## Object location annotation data
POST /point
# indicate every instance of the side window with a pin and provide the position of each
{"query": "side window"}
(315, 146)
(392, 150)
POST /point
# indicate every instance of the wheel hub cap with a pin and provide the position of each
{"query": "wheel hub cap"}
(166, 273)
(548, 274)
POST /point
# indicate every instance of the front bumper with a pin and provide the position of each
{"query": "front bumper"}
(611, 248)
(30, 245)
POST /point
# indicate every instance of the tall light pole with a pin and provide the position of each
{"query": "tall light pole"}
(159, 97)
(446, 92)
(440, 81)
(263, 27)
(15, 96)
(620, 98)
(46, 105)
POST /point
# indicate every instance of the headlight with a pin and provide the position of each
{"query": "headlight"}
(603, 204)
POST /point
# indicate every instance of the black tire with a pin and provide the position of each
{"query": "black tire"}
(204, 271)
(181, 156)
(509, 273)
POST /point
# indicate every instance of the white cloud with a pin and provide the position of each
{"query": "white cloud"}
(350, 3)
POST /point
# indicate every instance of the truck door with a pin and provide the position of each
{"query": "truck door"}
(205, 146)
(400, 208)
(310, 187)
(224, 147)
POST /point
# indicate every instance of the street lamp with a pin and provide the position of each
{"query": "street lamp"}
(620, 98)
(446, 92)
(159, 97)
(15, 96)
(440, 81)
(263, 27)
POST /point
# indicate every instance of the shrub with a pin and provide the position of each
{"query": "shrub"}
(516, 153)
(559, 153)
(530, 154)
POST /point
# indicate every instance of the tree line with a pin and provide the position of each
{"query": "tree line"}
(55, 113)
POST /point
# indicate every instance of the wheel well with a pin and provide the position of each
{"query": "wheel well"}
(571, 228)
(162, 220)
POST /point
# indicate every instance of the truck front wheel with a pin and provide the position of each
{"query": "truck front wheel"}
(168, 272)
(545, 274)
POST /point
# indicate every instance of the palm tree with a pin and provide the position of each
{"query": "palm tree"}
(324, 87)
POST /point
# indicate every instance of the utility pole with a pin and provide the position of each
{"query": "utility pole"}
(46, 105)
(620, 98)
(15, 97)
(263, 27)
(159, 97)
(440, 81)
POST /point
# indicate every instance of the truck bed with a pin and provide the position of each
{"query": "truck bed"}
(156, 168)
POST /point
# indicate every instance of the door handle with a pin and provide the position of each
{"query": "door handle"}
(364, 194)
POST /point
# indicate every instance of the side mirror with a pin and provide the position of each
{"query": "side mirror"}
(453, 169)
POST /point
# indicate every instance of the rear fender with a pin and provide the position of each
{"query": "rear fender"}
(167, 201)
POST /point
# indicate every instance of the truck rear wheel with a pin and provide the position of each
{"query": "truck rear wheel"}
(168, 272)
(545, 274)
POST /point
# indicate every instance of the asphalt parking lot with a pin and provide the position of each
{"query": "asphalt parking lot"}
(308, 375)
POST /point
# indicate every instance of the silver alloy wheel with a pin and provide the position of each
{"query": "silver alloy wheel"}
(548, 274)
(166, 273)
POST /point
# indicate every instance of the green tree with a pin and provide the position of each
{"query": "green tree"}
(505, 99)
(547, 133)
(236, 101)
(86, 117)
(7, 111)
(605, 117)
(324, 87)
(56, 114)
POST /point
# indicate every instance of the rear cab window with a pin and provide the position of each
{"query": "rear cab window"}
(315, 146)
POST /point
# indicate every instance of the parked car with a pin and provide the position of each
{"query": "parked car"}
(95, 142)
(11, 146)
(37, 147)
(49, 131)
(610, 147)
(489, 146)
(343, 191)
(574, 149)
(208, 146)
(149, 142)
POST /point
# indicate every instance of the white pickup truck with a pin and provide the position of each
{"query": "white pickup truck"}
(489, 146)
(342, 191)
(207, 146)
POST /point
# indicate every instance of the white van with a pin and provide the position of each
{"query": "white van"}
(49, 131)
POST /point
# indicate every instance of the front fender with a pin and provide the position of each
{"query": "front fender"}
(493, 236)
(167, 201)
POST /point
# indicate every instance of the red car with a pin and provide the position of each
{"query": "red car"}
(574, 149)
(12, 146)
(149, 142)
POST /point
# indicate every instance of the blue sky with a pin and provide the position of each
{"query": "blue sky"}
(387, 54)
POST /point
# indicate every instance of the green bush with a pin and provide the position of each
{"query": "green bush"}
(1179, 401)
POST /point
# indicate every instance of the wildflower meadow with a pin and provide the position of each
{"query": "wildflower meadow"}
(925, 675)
==
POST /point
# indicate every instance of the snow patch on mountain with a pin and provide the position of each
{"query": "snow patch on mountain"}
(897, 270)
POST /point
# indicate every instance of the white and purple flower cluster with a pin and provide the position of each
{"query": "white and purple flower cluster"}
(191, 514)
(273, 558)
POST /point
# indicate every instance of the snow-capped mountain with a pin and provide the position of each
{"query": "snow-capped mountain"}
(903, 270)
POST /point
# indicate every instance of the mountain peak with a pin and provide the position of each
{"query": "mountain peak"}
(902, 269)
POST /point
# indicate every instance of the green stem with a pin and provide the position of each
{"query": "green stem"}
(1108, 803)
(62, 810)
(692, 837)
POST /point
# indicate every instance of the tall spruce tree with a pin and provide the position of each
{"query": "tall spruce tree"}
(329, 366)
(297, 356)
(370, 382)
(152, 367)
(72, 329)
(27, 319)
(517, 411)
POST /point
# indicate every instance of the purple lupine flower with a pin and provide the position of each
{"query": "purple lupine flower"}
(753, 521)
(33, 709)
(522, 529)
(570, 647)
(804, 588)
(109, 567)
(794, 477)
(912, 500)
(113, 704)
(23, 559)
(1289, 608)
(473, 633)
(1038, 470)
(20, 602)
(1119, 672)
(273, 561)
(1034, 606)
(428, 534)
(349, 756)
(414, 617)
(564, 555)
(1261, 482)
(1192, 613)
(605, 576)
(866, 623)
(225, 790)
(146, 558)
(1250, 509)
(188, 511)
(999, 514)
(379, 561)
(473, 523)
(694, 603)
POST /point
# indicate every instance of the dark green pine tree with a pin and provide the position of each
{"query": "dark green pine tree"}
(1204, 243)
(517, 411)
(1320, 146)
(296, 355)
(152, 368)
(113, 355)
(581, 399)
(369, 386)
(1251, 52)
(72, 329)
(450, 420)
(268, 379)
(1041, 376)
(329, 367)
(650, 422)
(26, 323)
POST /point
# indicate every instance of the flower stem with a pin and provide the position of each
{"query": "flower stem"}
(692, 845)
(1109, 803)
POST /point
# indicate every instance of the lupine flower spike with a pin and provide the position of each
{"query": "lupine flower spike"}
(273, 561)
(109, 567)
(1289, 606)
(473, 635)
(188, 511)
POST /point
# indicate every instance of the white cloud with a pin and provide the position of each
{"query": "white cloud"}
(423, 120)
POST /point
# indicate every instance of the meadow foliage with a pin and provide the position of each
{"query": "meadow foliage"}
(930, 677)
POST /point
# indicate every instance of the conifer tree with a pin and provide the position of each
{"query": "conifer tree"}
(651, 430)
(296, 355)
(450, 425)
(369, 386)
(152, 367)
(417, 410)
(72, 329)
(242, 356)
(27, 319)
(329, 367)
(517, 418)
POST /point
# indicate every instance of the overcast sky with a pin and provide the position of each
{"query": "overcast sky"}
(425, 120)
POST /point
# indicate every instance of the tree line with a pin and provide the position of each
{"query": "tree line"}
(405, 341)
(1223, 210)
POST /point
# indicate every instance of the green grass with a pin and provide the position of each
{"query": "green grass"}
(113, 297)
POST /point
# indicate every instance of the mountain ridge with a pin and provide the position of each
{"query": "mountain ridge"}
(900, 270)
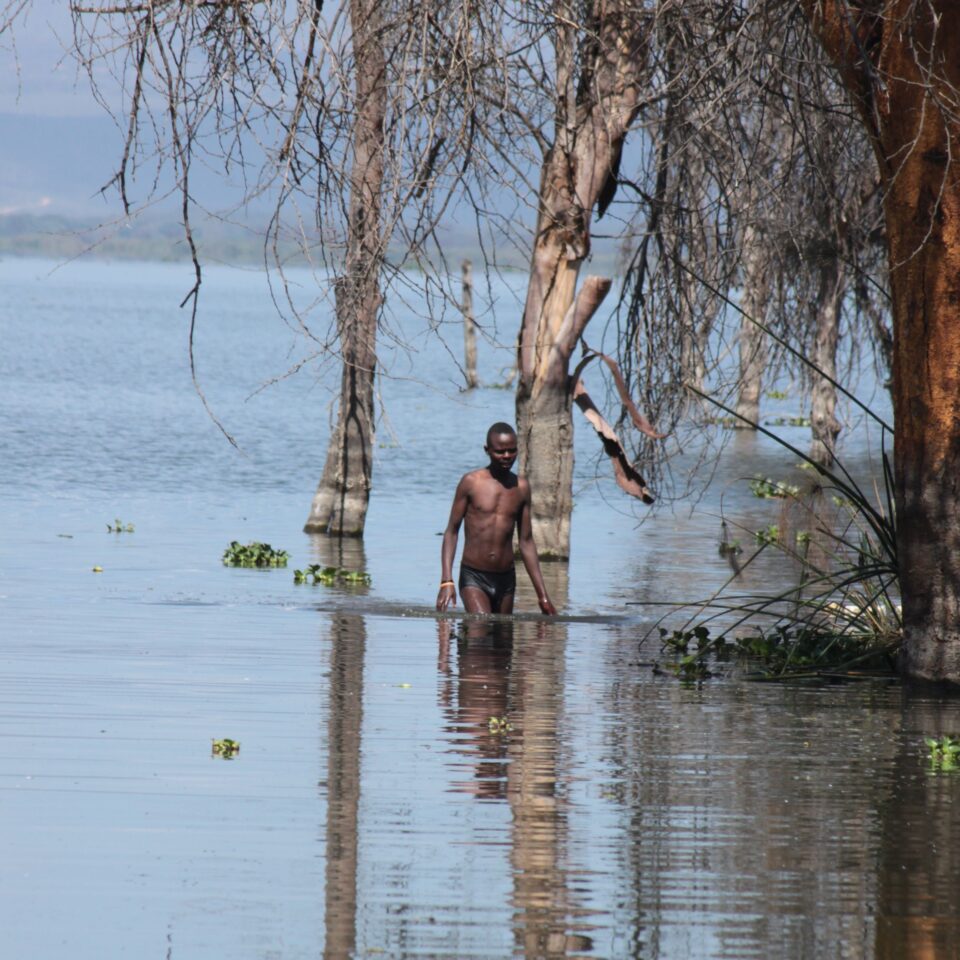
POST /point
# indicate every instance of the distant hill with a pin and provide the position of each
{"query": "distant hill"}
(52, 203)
--
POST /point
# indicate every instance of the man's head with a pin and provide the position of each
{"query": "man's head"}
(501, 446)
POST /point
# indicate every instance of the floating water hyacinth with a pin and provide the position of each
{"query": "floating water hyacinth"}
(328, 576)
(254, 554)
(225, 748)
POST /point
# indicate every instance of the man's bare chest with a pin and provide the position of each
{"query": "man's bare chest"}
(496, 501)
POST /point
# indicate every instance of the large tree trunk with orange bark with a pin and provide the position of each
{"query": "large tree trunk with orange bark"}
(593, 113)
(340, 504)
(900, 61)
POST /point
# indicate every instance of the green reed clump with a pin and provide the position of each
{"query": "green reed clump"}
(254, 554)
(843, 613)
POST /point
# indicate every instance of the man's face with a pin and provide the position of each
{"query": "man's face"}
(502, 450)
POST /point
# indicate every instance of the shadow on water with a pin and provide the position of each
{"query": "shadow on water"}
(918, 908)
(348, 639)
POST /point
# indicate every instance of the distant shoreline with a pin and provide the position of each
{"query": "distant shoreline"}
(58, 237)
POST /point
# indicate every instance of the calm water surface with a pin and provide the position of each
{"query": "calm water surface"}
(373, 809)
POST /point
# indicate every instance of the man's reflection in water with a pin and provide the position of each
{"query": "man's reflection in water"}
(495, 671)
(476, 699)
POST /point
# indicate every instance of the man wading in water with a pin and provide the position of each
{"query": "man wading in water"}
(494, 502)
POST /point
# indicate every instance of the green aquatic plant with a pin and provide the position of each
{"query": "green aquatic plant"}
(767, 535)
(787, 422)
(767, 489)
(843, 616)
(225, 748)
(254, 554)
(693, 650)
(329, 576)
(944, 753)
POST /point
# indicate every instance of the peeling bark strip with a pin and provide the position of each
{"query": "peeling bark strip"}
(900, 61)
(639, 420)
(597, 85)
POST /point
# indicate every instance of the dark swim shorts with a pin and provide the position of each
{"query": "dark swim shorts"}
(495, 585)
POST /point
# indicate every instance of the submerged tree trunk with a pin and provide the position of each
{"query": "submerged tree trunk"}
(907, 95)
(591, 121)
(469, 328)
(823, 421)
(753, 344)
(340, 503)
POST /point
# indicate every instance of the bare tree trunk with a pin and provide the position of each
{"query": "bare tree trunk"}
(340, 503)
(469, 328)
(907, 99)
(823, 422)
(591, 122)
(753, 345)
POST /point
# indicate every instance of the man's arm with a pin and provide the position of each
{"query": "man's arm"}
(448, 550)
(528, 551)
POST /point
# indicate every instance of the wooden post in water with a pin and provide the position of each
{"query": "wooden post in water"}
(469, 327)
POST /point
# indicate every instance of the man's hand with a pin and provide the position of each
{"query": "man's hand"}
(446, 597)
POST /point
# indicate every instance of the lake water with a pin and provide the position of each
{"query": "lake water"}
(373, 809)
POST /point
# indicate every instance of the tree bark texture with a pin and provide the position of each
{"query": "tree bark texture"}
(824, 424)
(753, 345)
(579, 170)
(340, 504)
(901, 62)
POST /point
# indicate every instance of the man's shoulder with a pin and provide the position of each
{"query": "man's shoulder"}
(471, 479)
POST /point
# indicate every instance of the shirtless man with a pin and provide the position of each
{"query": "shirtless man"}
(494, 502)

## SHORT EXERCISE
State how many lines in the rows above contain the string "wildflower", counting case as significant, and reply with the number alone.

## THE REPLY
2